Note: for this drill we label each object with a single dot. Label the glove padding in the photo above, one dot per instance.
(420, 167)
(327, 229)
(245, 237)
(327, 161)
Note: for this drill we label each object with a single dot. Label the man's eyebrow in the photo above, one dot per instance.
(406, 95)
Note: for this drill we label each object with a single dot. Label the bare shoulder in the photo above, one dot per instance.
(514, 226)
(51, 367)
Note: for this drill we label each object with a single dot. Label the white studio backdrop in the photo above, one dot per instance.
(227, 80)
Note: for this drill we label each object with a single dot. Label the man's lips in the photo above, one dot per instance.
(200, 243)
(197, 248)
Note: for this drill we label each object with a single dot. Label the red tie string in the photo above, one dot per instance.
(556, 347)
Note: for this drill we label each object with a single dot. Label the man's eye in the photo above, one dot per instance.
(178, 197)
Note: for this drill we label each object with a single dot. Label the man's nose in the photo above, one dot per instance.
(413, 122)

========

Nothing should be omitted or altered. Retype the records exactly.

Note: for this drill we label each object with a single dot. Label the glove padding in the photo above, one dot per instance.
(420, 167)
(327, 229)
(245, 237)
(327, 161)
Note: for this drill we label each object with a single dot. Label the man's eyebrow in the photo above, one dot per instance.
(406, 95)
Note: for this drill we label each object with a single dot. Label the bare shoulder in the photo above, one dot per instance.
(514, 226)
(51, 367)
Note: for this drill we label each object with a single dot. Label the white studio backdrop in the photo above, one dot per instance.
(227, 80)
Note: for this drill we label each object with a single dot. Label the man's lips in the photo above, one dot per instance.
(200, 243)
(197, 248)
Note: for this drill we label each object with a single dot. Label the red tie string in the photo above, one dot per instance.
(556, 347)
Note: for this drill we label each object with a single dot. Label the man's eye in the photo above, one dot per instance.
(178, 197)
Note: for this drill we label each object with a single dot. Label the man's nose in the photo above, one dot per instance.
(413, 122)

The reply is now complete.